* _Supplied records_:
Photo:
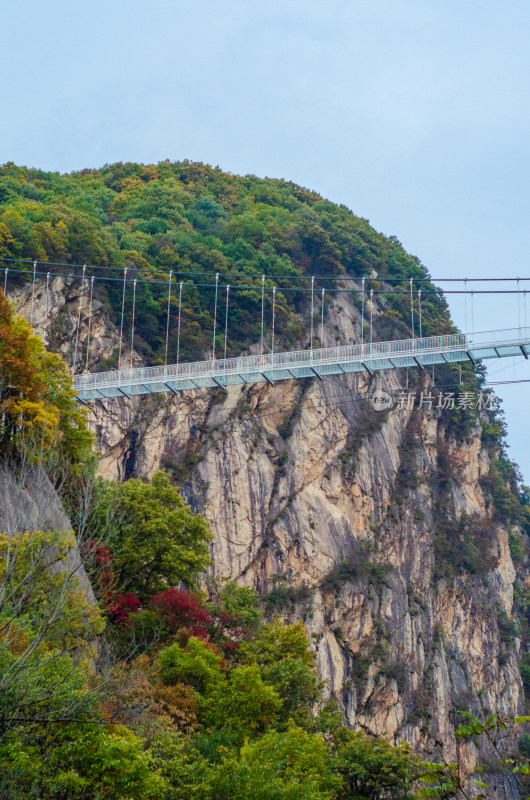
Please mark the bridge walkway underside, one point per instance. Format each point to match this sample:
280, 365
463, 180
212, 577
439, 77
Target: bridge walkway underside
422, 353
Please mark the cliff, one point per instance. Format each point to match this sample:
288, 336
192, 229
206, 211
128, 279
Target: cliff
381, 530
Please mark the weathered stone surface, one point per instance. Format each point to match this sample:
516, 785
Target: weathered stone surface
290, 491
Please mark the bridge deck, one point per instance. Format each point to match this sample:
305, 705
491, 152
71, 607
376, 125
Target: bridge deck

* _Problem details_:
Write each entry again exactly, minus any images.

* _Answer box_:
Photo:
Please mark the bridge walkway underside, one point per instance. Format each point to match this sample:
280, 365
463, 180
212, 577
439, 77
Target: bridge walkway underside
422, 353
Please mark the cliff, one point per instance. Format each point to match this sample:
288, 336
192, 229
206, 211
128, 279
Target: cliff
381, 530
Please mark the weathered stone surface, one point per instance. Format each point to match this sample:
516, 785
Target: weathered stone surface
290, 491
Please mark the bridge deck, one point per instance. Format each point to match this sample:
305, 705
491, 152
71, 607
376, 125
Target: bridge deck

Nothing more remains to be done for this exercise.